Bounding box annotation entries

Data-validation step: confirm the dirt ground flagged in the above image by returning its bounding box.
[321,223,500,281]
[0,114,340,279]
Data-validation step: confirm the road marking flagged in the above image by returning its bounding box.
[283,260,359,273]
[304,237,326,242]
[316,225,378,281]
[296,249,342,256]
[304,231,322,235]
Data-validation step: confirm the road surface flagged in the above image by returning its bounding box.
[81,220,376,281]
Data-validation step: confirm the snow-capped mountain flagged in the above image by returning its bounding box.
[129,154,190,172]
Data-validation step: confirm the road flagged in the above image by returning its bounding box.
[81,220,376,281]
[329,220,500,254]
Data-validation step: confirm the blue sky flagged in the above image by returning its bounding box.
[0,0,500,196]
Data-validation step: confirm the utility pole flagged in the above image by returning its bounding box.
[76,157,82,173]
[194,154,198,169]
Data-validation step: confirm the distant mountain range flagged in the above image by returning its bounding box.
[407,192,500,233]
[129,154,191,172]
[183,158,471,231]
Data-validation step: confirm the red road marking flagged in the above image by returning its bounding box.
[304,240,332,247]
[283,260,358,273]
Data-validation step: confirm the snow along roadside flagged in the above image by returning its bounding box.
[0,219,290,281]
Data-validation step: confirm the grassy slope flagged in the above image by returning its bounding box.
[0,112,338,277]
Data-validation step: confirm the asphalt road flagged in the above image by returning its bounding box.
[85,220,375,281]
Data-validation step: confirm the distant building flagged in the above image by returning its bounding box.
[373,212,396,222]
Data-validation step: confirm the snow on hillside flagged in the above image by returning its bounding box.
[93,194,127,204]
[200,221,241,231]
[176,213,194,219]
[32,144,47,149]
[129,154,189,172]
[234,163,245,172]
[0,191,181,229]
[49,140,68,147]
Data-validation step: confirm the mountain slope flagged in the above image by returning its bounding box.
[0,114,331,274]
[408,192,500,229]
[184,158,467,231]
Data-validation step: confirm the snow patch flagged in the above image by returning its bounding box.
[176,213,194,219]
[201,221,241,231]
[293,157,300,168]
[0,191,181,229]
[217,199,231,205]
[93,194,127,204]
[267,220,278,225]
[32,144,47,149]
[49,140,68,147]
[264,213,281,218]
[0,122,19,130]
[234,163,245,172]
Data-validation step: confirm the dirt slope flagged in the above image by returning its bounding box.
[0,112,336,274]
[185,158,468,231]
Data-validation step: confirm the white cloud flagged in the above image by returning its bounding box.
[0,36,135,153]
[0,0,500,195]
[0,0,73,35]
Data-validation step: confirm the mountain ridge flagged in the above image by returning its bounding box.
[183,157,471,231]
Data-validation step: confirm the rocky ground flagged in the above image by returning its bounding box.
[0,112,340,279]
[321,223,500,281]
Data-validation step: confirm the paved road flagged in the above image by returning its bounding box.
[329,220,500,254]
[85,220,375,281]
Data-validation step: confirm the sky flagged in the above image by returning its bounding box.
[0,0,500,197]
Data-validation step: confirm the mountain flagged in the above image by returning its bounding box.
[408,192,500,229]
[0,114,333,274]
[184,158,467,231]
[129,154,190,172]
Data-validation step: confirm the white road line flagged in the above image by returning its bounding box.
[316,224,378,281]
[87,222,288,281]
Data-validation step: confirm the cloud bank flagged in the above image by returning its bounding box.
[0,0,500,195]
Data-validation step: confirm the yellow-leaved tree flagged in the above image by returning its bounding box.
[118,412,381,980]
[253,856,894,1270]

* _Required task_
Reproduce every one of the records above word for word, leaving each line unchanged.

* _Answer_
Data-validation step: confirm the dirt ground flagged in the above image by returning its bounding box.
[321,223,500,281]
[0,114,340,279]
Data-validation step: confirm the road marking flagged in the above image by returning its bounding box.
[283,260,359,273]
[304,237,326,242]
[316,225,378,281]
[296,249,342,256]
[304,231,322,235]
Data-validation step: confirm the road surface flagged in the above image by returning its bounding box.
[81,220,376,281]
Data-validation step: confirm the snow-capped mountain flagged in the above image by returning its bounding box.
[129,154,190,172]
Data-validation step: confirm the road flagged in the above image by returning its bounding box.
[81,220,376,281]
[329,220,500,254]
Data-validation step: confirm the blue sky flagged in the above image by returning its bounding box.
[0,0,500,196]
Data-validation step: confirm the utility pole flagged in the above image by returning its bounding box.
[76,157,82,173]
[194,154,198,169]
Data-validation step: confirm the distant mountain range flagged in the above image by returning its bounding box.
[407,192,500,233]
[129,154,191,172]
[183,158,471,231]
Data-validation step: confirm the red road marking flagged in the above image by returning its bounding box.
[304,240,332,247]
[283,260,358,273]
Data-validation step: confirm the snow along roadside flagged in the above image by returning its bounding box.
[0,219,290,281]
Data-validation step: confirm the grassy slope flagged in the above image by returning its bounding box.
[0,112,338,277]
Data-validation step: confirm the asphalt road flagged in the above image by returning its bounding box.
[85,220,375,281]
Data-validation step: confirm the distant building flagged in the above image by returning its bounding box.
[373,212,396,222]
Data-validation step: confirm the snow on hillside flagged in the above image by returning its bounding box.
[93,194,127,204]
[200,221,241,231]
[176,213,194,219]
[32,144,47,149]
[129,154,189,172]
[234,163,245,172]
[0,191,181,229]
[49,140,68,147]
Data-validation step: confirm the mountain slope flagged in the above image by returning its bounding box.
[0,114,331,274]
[408,192,500,229]
[184,158,467,231]
Data-validation step: confirm the snow patch flagged in the above image by returning its bounding box.
[176,213,194,219]
[201,221,241,231]
[293,157,300,168]
[0,191,181,229]
[217,199,231,205]
[93,194,127,204]
[267,220,278,225]
[32,144,47,149]
[49,140,68,147]
[264,213,281,218]
[0,122,19,130]
[234,163,245,172]
Data-validation step: confirm the dirt slope flagged in the above image by returning its bounding box.
[0,112,336,274]
[185,158,468,231]
Data-validation step: confirm the white cloud flagged in the above image by returning its bounding box.
[0,36,135,153]
[0,0,500,195]
[0,0,73,35]
Data-validation step: confirm the mountain ridge flagged in the above image by returning its bounding box.
[183,157,471,231]
Data-validation step: confirm the rocky ground flagged in the above image by returning its bounding box.
[0,112,340,279]
[321,223,500,281]
Data-validation step: confirm the paved road flagged in the above image by returning its bounding box.
[329,220,500,254]
[85,220,375,281]
Data-validation step: confirm the sky flagged in the above image by returning its bounding box.
[0,0,500,197]
Data-validation step: confirm the mountain flagged in the above image by returning its bounding box.
[408,192,500,229]
[0,114,333,274]
[184,158,467,231]
[129,154,190,172]
Data-validation step: confirm the white road line flagged in the above image by returning its bounding box.
[316,224,378,281]
[87,222,288,281]
Data-validation step: confirm the cloud bank flagged in the above image by returning its bounding box.
[0,0,500,195]
Data-validation step: confirm the yellow-leaved tree flagged in the above image by returning its bounding box.
[118,412,381,980]
[253,856,894,1270]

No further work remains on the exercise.